## Source records:
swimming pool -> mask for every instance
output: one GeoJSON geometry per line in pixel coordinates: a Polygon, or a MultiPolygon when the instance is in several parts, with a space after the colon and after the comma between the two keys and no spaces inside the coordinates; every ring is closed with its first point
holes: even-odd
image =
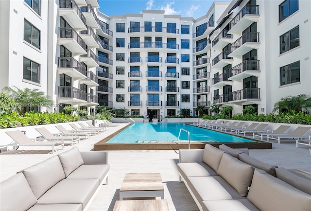
{"type": "MultiPolygon", "coordinates": [[[[256,142],[247,139],[201,128],[183,123],[134,123],[118,134],[109,143],[172,142],[176,141],[180,128],[190,132],[190,141],[209,143],[256,142]]],[[[187,133],[182,132],[179,141],[188,141],[187,133]]]]}

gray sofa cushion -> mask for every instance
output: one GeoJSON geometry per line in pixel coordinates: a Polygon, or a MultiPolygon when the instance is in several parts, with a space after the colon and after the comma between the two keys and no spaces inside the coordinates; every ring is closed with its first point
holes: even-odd
{"type": "Polygon", "coordinates": [[[274,176],[276,176],[276,168],[277,168],[277,166],[264,163],[245,154],[239,155],[239,157],[241,161],[258,169],[262,169],[274,176]]]}
{"type": "Polygon", "coordinates": [[[75,170],[84,163],[81,154],[77,147],[58,154],[58,157],[62,163],[65,176],[67,177],[71,172],[75,170]]]}
{"type": "Polygon", "coordinates": [[[247,195],[248,189],[254,174],[252,166],[225,153],[217,172],[242,196],[247,195]]]}
{"type": "Polygon", "coordinates": [[[260,210],[307,211],[311,195],[256,169],[247,199],[260,210]]]}
{"type": "Polygon", "coordinates": [[[202,160],[217,171],[224,152],[210,144],[205,144],[202,160]]]}
{"type": "Polygon", "coordinates": [[[17,174],[0,183],[0,210],[27,210],[37,202],[22,174],[17,174]]]}
{"type": "Polygon", "coordinates": [[[283,167],[276,168],[276,172],[278,178],[311,195],[311,181],[296,175],[283,167]]]}
{"type": "Polygon", "coordinates": [[[48,191],[38,204],[82,203],[84,209],[98,187],[98,179],[63,179],[48,191]]]}
{"type": "Polygon", "coordinates": [[[67,179],[99,179],[99,184],[108,174],[109,165],[82,165],[74,170],[67,179]]]}
{"type": "Polygon", "coordinates": [[[247,199],[231,200],[211,200],[204,201],[203,210],[212,211],[259,211],[247,199]]]}
{"type": "Polygon", "coordinates": [[[21,172],[37,198],[65,179],[64,170],[57,156],[53,156],[24,169],[21,172]]]}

## What the task requires:
Copy all of the material above line for line, but leave out the pictures.

## Full output:
swimming pool -> mask for every instance
output: one GeoJSON geometry per line in pixel coordinates: a Polygon, or a MultiPolygon when the instance is in several parts, with a space after the colon and after the comma between the two keys and no spaces inside the coordinates; every ring is closed with its first point
holes: even-odd
image =
{"type": "MultiPolygon", "coordinates": [[[[256,142],[247,139],[201,128],[183,123],[134,123],[118,134],[109,143],[172,142],[176,141],[180,128],[190,132],[190,141],[209,143],[256,142]]],[[[187,133],[182,132],[179,141],[188,141],[187,133]]]]}

gray sofa cushion -> mask for every instance
output: one GeoJSON geometry per line in pixel coordinates: a Polygon, or a MultiPolygon when the instance is in several parts, with a space after the colon and after the comma between the two keys and no spaces inside the coordinates; every ring is closed with its first point
holes: even-odd
{"type": "Polygon", "coordinates": [[[274,176],[276,176],[276,168],[277,168],[277,166],[264,163],[245,154],[239,155],[239,157],[241,161],[258,169],[262,169],[274,176]]]}
{"type": "Polygon", "coordinates": [[[75,170],[84,163],[81,154],[77,147],[58,154],[58,157],[62,163],[65,176],[67,177],[71,172],[75,170]]]}
{"type": "Polygon", "coordinates": [[[247,195],[248,189],[254,174],[252,166],[225,153],[217,172],[242,196],[247,195]]]}
{"type": "Polygon", "coordinates": [[[260,210],[307,211],[311,195],[256,169],[247,199],[260,210]]]}
{"type": "Polygon", "coordinates": [[[202,160],[217,171],[224,152],[210,144],[205,144],[202,160]]]}
{"type": "Polygon", "coordinates": [[[17,174],[0,183],[0,210],[27,210],[37,202],[22,174],[17,174]]]}
{"type": "Polygon", "coordinates": [[[283,167],[276,168],[276,172],[278,178],[311,195],[311,181],[296,175],[283,167]]]}
{"type": "Polygon", "coordinates": [[[48,191],[38,204],[82,203],[84,209],[98,187],[98,179],[63,179],[48,191]]]}
{"type": "Polygon", "coordinates": [[[67,179],[99,179],[99,184],[108,174],[109,165],[82,165],[74,170],[67,179]]]}
{"type": "Polygon", "coordinates": [[[247,199],[231,200],[211,200],[204,201],[203,210],[212,211],[259,211],[247,199]]]}
{"type": "Polygon", "coordinates": [[[21,172],[37,198],[65,179],[64,170],[57,156],[53,156],[24,169],[21,172]]]}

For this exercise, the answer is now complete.